SHORT PROBLEM:
Leaving out all images, write out the records that follow exactly.

Excerpts of pointing data:
=======
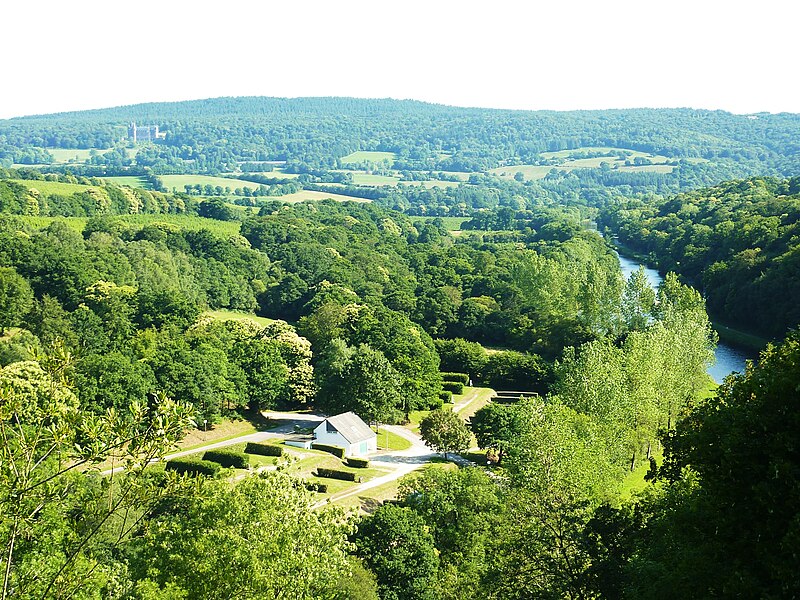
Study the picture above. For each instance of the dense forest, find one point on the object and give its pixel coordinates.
(133, 315)
(736, 242)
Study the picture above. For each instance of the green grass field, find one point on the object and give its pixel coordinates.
(129, 181)
(373, 180)
(53, 187)
(432, 183)
(178, 182)
(364, 155)
(529, 172)
(304, 195)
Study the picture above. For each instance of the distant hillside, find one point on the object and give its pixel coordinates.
(693, 147)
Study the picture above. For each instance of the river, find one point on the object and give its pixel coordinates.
(729, 359)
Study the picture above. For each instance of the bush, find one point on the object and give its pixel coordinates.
(337, 451)
(228, 458)
(458, 377)
(313, 486)
(263, 449)
(193, 466)
(453, 386)
(336, 474)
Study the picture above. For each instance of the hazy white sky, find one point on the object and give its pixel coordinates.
(70, 55)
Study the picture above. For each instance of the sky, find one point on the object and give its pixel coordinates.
(558, 55)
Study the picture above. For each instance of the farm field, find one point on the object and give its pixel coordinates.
(53, 187)
(178, 182)
(129, 181)
(304, 195)
(363, 155)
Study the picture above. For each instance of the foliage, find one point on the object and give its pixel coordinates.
(263, 449)
(337, 474)
(228, 458)
(194, 466)
(337, 451)
(396, 545)
(211, 543)
(444, 431)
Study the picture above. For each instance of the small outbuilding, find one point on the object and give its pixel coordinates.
(348, 431)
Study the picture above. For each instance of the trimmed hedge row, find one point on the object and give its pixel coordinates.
(337, 451)
(336, 474)
(263, 449)
(193, 466)
(228, 458)
(453, 386)
(457, 377)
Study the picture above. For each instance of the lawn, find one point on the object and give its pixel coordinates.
(230, 315)
(391, 441)
(363, 155)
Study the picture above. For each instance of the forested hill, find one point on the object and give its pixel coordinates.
(217, 134)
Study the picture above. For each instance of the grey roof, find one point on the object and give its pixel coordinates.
(351, 427)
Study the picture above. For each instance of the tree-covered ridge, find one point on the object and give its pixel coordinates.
(738, 242)
(313, 134)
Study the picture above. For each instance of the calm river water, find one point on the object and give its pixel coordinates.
(730, 359)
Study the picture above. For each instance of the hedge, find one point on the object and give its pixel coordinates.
(263, 449)
(453, 386)
(228, 458)
(193, 466)
(457, 377)
(336, 474)
(337, 451)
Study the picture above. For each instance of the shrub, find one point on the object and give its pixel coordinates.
(457, 377)
(337, 451)
(193, 466)
(263, 449)
(228, 458)
(336, 474)
(453, 386)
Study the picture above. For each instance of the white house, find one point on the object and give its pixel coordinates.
(349, 431)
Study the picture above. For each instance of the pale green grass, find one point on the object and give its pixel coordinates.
(391, 441)
(230, 315)
(373, 180)
(304, 195)
(53, 187)
(432, 183)
(179, 182)
(129, 181)
(647, 169)
(529, 172)
(452, 223)
(363, 155)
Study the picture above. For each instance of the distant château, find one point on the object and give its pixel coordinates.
(144, 133)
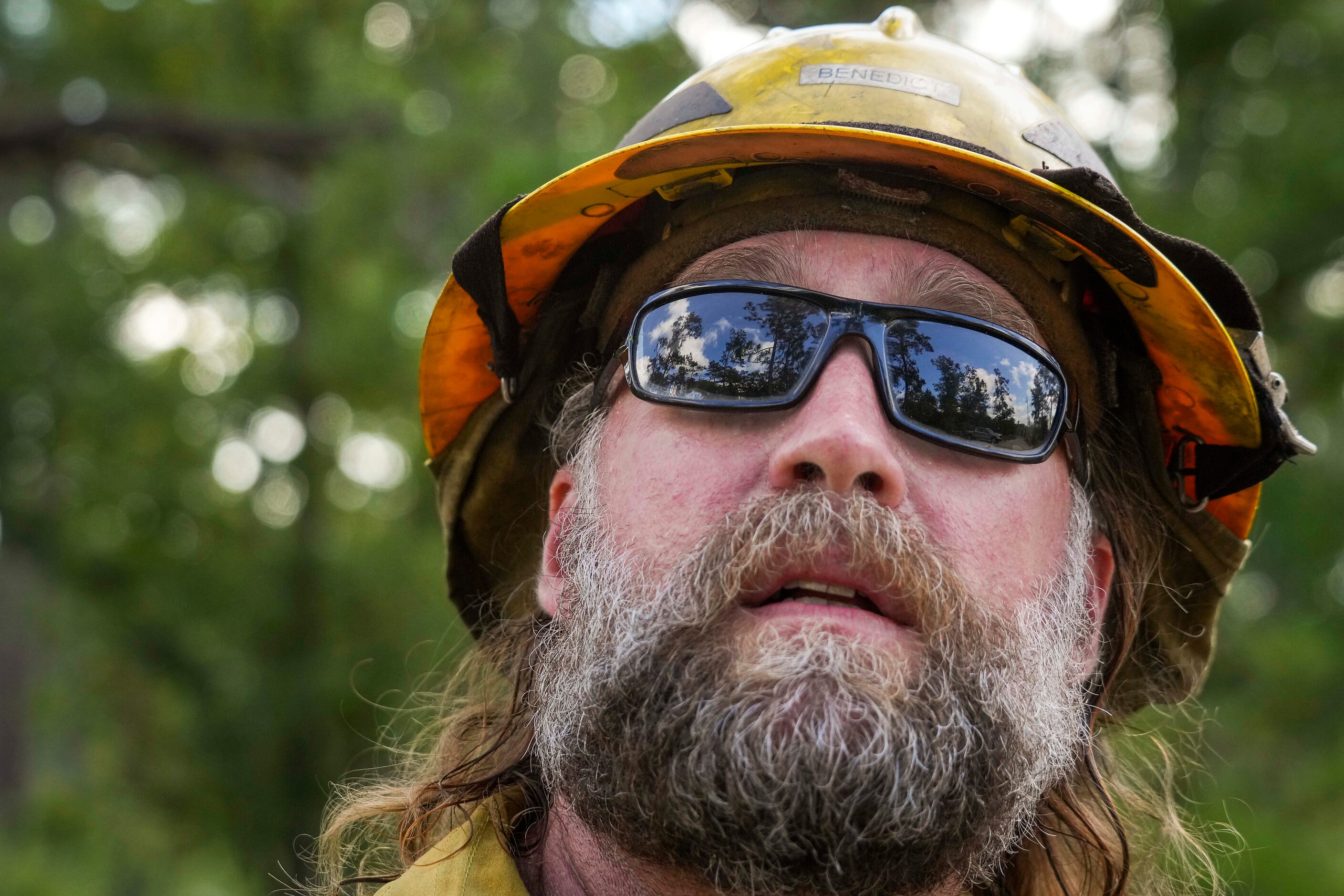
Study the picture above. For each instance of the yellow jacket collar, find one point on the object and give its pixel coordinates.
(471, 862)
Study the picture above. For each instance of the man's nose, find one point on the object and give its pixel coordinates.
(839, 438)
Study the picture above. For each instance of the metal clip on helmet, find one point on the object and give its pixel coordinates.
(531, 289)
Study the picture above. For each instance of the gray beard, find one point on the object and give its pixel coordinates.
(805, 762)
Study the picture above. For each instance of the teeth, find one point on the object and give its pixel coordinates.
(839, 590)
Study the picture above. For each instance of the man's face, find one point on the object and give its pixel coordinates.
(802, 651)
(668, 475)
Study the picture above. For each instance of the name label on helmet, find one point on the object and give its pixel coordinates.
(886, 78)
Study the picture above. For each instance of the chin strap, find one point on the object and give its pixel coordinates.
(479, 269)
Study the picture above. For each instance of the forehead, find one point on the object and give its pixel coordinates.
(867, 268)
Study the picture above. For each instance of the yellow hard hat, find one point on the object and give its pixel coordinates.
(882, 96)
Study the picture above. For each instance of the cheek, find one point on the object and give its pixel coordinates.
(668, 476)
(1004, 524)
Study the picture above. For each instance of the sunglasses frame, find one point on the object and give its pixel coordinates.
(869, 322)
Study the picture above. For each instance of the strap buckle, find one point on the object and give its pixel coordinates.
(1179, 472)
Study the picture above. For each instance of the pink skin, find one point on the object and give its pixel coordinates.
(668, 475)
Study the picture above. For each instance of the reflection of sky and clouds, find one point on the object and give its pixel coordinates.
(964, 383)
(971, 385)
(756, 347)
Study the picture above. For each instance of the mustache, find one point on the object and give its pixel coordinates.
(893, 557)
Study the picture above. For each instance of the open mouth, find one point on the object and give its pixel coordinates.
(823, 594)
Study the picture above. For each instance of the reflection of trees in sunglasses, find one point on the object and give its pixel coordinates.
(753, 363)
(759, 350)
(966, 401)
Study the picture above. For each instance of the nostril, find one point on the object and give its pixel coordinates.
(808, 472)
(870, 483)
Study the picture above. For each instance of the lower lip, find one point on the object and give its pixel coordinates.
(835, 617)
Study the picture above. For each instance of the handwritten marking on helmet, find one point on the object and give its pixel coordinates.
(886, 78)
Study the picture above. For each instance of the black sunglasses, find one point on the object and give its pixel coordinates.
(744, 346)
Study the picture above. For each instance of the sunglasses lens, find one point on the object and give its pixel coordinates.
(741, 348)
(972, 387)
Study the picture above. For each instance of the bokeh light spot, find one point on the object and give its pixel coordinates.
(236, 465)
(387, 27)
(27, 18)
(413, 312)
(275, 320)
(277, 436)
(33, 221)
(279, 501)
(84, 101)
(374, 461)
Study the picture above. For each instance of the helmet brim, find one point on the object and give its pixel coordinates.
(1205, 389)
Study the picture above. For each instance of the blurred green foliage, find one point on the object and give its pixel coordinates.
(216, 208)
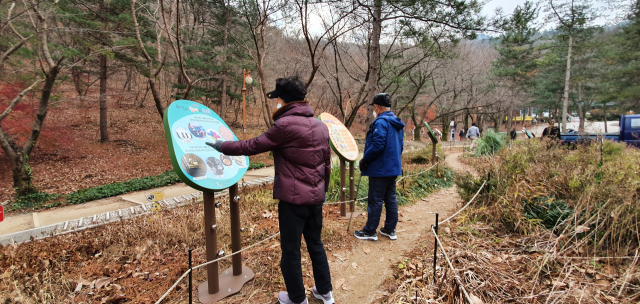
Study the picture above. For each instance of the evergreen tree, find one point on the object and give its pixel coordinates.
(517, 62)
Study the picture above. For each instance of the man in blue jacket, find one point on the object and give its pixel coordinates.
(382, 164)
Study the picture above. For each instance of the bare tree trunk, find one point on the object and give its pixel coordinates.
(104, 135)
(509, 117)
(22, 175)
(445, 128)
(567, 81)
(604, 109)
(374, 58)
(466, 120)
(581, 111)
(223, 97)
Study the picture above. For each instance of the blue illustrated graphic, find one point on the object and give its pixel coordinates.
(197, 164)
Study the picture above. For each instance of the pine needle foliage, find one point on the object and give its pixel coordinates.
(489, 144)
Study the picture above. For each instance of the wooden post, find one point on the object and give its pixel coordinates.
(352, 186)
(343, 189)
(211, 241)
(235, 229)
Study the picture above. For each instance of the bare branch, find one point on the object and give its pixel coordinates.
(16, 100)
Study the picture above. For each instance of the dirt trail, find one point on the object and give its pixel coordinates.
(358, 273)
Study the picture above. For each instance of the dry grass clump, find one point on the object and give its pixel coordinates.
(497, 268)
(137, 260)
(591, 206)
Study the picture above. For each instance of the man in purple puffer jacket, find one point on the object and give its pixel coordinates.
(300, 145)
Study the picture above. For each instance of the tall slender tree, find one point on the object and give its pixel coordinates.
(517, 52)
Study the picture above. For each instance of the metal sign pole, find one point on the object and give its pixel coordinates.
(352, 186)
(211, 239)
(343, 189)
(235, 229)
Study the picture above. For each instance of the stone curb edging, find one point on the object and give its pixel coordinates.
(111, 216)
=======
THE OUTPUT:
Study the picture above. For each instance of the dense forest, find one point on the object and give its pixel coordinates.
(133, 315)
(736, 242)
Study the picture above. For each instance of the green grass field, find one point on the object and give its pixel coordinates.
(129, 181)
(373, 180)
(53, 187)
(432, 183)
(178, 182)
(364, 155)
(529, 172)
(304, 195)
Study the picture above. For each instance of the distant hillside, find one point on the object and give its pixel coordinates.
(693, 147)
Study the picture above. For each instance of the river, find one point on the object and give its pixel coordinates.
(729, 359)
Study the picture above. For each instance of the bush, find one point on the object and give its pixel coordinates.
(337, 451)
(228, 458)
(458, 377)
(313, 486)
(263, 449)
(193, 466)
(453, 386)
(336, 474)
Study the picture above. For each instance of the hazy white sky, find one point on the object and give its pixel coordinates.
(70, 55)
Study the picture above. For each instance of the sky, find one point on the object and give its pixel coordinates.
(558, 55)
Study the picture above. For each instance of the farm field, find one point on the object and give its pixel coordinates.
(53, 187)
(178, 182)
(129, 181)
(304, 195)
(363, 155)
Study the picture above. For each instance of the foliage, find one point on the object and give its pixel coordinates.
(263, 449)
(337, 474)
(228, 458)
(194, 466)
(337, 451)
(396, 545)
(211, 543)
(444, 431)
Study the picture above. For each instance of the small outbuilding, find one point on the object and give its pixel coordinates.
(348, 431)
Study the picture above. For each instance of the trimmed hedge row, find one point on the object and give its pixel coordinates.
(337, 451)
(336, 474)
(263, 449)
(193, 466)
(228, 458)
(453, 386)
(457, 377)
Study the picture above. For each instance of the lawn, find one point on the object and give its pixel coordinates.
(230, 315)
(391, 441)
(363, 155)
Study the picture above. For each instance of the forested hill, find one point on the object and give its pixel coordinates.
(217, 134)
Study the picture above. For each instance of the grey roof, find one point on the object and give its pixel coordinates.
(351, 427)
Study the picture above. For each instance of the tree-covered ridge, find one point on the object and give its pixel coordinates.
(738, 242)
(313, 134)
Study the picture above. For each instance of the calm river water, find one point on the object and give its pixel coordinates.
(730, 359)
Study the picture above. For each instance of the hedge, find one point on the object and give its pixel coordinates.
(263, 449)
(453, 386)
(228, 458)
(193, 466)
(457, 377)
(336, 474)
(337, 451)
Study the picture above. For each instance of the shrub, find one point on the object and give its pixel coordinates.
(457, 377)
(337, 451)
(193, 466)
(263, 449)
(228, 458)
(336, 474)
(453, 386)
Study the picture above. For each instance of the white house, find one point on the object and give its pixel coordinates.
(349, 431)
Study the picture above. For each instance of the pale green grass, find one point on the object and give its pixel coordinates.
(391, 441)
(230, 315)
(373, 180)
(304, 195)
(53, 187)
(432, 183)
(179, 182)
(129, 181)
(647, 169)
(529, 172)
(452, 223)
(363, 155)
Study the picture above. For each instance of the distant château, find one point on the object and give its pixel coordinates.
(144, 133)
Study the picture above. For each instance of the yellow jacket collar, find one point on the object and give its pixel coordinates.
(471, 862)
Study the picture above. For each instance of the man's nose, find one point on the object and give its pixel coordinates.
(839, 438)
Study the picture above. For each instance of the metal clip on helmet, find one point on the object and give its pixel coordinates.
(531, 289)
Study the picture above. For each instance of the gray beard, find one point on the object and give its pixel coordinates.
(805, 762)
Study the picture above. For each instance of the teeth, find one point on the object and give its pixel coordinates.
(839, 590)
Study the picture above. For each instance of the man's face, find one point on the object and give its pixel coordinates.
(802, 651)
(668, 475)
Study the picture above. For each instance of the name label on helmet, find one point on the object and give its pixel coordinates.
(886, 78)
Study the picture above. For each instance of the chin strap, find one point on the object and give its pixel coordinates.
(479, 269)
Study the picture above. For each instance of the forehead, find one point on the object and give its pixel coordinates.
(867, 268)
Study the picture above. For each instance of the yellow hard hat, find one point on the object and give its pixel coordinates.
(882, 96)
Study the picture above. For each instance of the cheek, find one point on the object and give its pixel coordinates.
(668, 476)
(1004, 524)
Study the picture above. For each instance of the sunglasses frame, find one point on the object and give its pixel coordinates.
(869, 322)
Study the picture above. For each instance of the strap buckle, find one point on the object and give its pixel coordinates.
(1179, 472)
Study the picture above. For each instance of the pink skin, find one point on the object and give its pixel coordinates.
(668, 475)
Study the picture above. For each instance of the reflection of sky and clouds, find one point on the object and give its pixel coordinates.
(964, 383)
(971, 385)
(756, 347)
Study the picture above. For each instance of the mustache, find one point on the object and give its pixel coordinates.
(893, 557)
Study the picture above. For each instance of the open mouth, find one point on the object and give its pixel coordinates.
(823, 594)
Study the picture above. For each instance of the reflection of trees in sunglasses, find one point on the object and give its pixel coordinates.
(753, 363)
(759, 350)
(966, 401)
Study the picture above. For each instance of the nostril, find one point on the object and give its pixel coordinates.
(808, 472)
(870, 483)
Study the picture above. For each instance of the lower lip, find one point on the object and give its pixel coordinates.
(835, 617)
Study the picture above. For each instance of the handwritten marking on helmet, find one point on the object and give its pixel coordinates.
(886, 78)
Study the picture above. For each instance of the black sunglasses, find one point on the object and give its pixel coordinates.
(744, 346)
Study the picture above. For each instance of the sunglasses lens, find one point on the object and give its pixel coordinates.
(741, 348)
(972, 387)
Study the picture above. For each instance of the bokeh light spot, find one point on the object and give its pixel coordinates.
(236, 465)
(387, 27)
(27, 18)
(413, 312)
(275, 320)
(277, 436)
(33, 221)
(279, 501)
(84, 101)
(374, 461)
Study the picture above. For each instance of the helmet brim, find one point on the object and give its pixel coordinates.
(1205, 389)
Study the picture above. For each instance of the blurred green foliage, find one point on the object and give its pixel coordinates.
(216, 208)
Study the picture above. For each instance of the evergreen tree, find one point on the object and give its pixel coordinates.
(517, 62)
Study the picture above. For each instance of the man in blue jacket, find one point on the object and give its pixel coordinates.
(382, 164)
Study the picture above. For each instance of the bare tree trunk, find one point on the object and give its pixel coordinates.
(104, 135)
(509, 117)
(22, 175)
(445, 128)
(567, 81)
(604, 109)
(374, 58)
(466, 120)
(581, 111)
(223, 97)
Study the picture above. For each instance of the blue illustrated graphic, find one point on the object and give its pixel coordinates.
(197, 164)
Study the picture above. For each instance of the pine needle foliage, find one point on the object and give its pixel coordinates.
(489, 144)
Study the picture above. For each instance of the wooden post, find one point on the object and give its pixel coordinates.
(352, 186)
(343, 189)
(211, 241)
(235, 229)
Study the picture above. For each instance of the bare branch, find one point on the object and give its pixel coordinates.
(16, 100)
Study the picture above. For each instance of the dirt trail, find one point on the object and give its pixel coordinates.
(358, 273)
Study the picture above. For each instance of the dry grass clump, find one point on the object and give its pixel coordinates.
(497, 268)
(137, 260)
(591, 206)
Study the picture above. For each instance of the man in purple puffer jacket, find one point on the object and give its pixel coordinates.
(300, 145)
Study the picture above. For each instance of the tall slender tree, find one point on the object and give its pixel coordinates.
(517, 52)
Study the picture above. For each instance of the metal sign pole, find one point on the object and give its pixel coordinates.
(352, 186)
(211, 239)
(343, 189)
(235, 229)
Study the picture above. For each instance of the stone curb edging, find one point on the object and give its pixel coordinates.
(111, 216)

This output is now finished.